= Request =
Copy the material below line for line, without changing a single character.

Point labels for objects:
━━━━━━━━━━━━━━━━━━━━━━━━━━━━━━
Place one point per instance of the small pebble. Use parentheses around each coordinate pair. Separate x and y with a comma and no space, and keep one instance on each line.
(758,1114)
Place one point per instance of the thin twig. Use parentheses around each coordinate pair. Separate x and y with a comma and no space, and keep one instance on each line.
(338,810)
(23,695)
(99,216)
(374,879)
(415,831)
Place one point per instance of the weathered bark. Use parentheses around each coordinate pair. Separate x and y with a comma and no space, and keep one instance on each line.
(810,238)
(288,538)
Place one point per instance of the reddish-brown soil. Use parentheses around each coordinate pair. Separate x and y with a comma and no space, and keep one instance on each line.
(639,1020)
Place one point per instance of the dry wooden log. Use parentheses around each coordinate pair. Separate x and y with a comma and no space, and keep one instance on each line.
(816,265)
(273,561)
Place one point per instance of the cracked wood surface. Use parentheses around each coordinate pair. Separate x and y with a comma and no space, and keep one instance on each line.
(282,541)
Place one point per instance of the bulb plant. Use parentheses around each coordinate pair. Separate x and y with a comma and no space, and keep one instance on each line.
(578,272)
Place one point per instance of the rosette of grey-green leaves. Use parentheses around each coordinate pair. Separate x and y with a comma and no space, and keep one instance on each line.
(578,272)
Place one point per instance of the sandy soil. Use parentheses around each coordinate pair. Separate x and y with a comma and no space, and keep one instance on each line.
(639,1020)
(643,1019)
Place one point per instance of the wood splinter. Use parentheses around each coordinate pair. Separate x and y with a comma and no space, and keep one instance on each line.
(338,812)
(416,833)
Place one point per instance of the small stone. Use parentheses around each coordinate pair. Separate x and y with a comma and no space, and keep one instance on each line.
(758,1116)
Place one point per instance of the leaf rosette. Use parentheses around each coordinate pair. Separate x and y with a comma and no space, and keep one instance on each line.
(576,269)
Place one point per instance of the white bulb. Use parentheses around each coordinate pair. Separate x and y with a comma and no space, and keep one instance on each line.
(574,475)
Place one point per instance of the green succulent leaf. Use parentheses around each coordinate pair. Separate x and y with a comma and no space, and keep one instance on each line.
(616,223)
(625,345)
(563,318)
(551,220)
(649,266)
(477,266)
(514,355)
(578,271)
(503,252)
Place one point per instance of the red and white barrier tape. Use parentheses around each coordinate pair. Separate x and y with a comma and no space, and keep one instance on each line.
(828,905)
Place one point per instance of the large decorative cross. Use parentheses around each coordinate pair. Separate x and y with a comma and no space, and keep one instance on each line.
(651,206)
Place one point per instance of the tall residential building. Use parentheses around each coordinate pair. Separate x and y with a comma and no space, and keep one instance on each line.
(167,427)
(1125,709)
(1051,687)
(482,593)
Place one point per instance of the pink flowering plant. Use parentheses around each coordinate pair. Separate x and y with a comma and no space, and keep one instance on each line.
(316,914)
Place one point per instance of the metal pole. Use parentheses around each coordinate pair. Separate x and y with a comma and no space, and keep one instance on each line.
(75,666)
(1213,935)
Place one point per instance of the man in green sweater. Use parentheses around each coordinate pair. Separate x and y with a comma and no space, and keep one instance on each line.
━━━━━━━━━━━━━━━━━━━━━━━━━━━━━━
= Written answer =
Place one point per instance of the small pebble. Use parentheses around each coordinate pair. Separate x and y with a comma and no space, and keep one instance on each line.
(758,1114)
Place one point per instance of the thin twig. Use parentheses around each coordinate pair. Separate x and y with a comma and no space, and keep one instance on each line.
(338,810)
(23,695)
(99,216)
(374,879)
(415,831)
Place one point per instance of the weathered bark. Use parentheses around each coordinate pair. Separate x and y with a comma and no space, and keep one instance on each line.
(810,238)
(288,538)
Place one point per instance of the reddish-brown soil. Use parentheses around each coordinate pair. Separate x and y with a comma and no space, and keep one instance on each line.
(639,1020)
Place one point per instance of the dry wooden log. Use parentheses around each coordinate pair. Separate x and y with a comma and no space, and keep one instance on each line.
(816,265)
(273,561)
Place one point per instance of the cracked wood surface. Use parentheses around each coordinate pair. Separate x and y with a comma and no space, and keep one instance on each line.
(282,541)
Place one point per instance of the bulb plant. Use parentheses around each coordinate pair. Separate x and y with a comma and no space, and keep one instance on each line.
(578,272)
Place one point per instance of the rosette of grey-green leaves. Use parentheses around each coordinate pair. Separate x and y with a comma and no space, and keep one instance on each line.
(578,272)
Place one point per instance of the sandy soil. Use parentheses around each coordinate pair. Separate x and y with a comma and no space, and keep one instance on each line.
(639,1020)
(643,1019)
Place one point per instance of the wood splinter. Use parentheses around each coordinate pair. Separate x and y with a comma and no space, and keep one instance on each line.
(338,812)
(416,833)
Place one point per instance of the small stone. Use parentheses around each coordinate pair. Separate x and y with a comma and no space, and keep one instance on each line.
(758,1116)
Place one point per instance of the leaf rosette. Use parentheses around each coordinate pair. Separate x and y with a comma and no space, and keep one instance on each line.
(576,269)
Place one point per instance of the white bulb. Use parentheses around each coordinate pair. Separate x and y with a comma and no space, and keep one instance on each line.
(574,475)
Place one point per instance of the green succulent leaf. Use parentheses around each coordinate pair. Separate x and y with a comma and no space, and keep one instance on each line.
(616,223)
(625,345)
(563,318)
(551,220)
(649,266)
(477,266)
(514,355)
(578,271)
(503,252)
Place one point per instance of the red and white barrier tape. Use parentheses around each coordinate pair. Separate x and y with a comma and no space, and keep one instance on each line.
(828,905)
Place one point per instance of the large decorative cross. Use parentheses around each coordinate pair. Separate x and y with a comma and no space, and keep one instance on each line.
(651,206)
Place one point per instance of the tall residential building. Use parentheses around each coordinate pair. Separate x and y with a comma and no space, and keep one instance on each line.
(167,427)
(1125,709)
(1051,687)
(482,593)
Place one point per instance of the pink flowering plant. Use parentheses around each coordinate pair. Separate x and y with a comma and no space, and keep one instance on each line.
(316,914)
Place one point per instance of the metal pole. Use parentheses around each coordinate pair. Separate x and y with a comma and no space, and keep one instance on each line.
(75,666)
(1213,935)
Place one point per instance of the man in green sweater. Use parentheses around each coordinate pair. Separate x and y with a comma and no space, and keep one instance on each line.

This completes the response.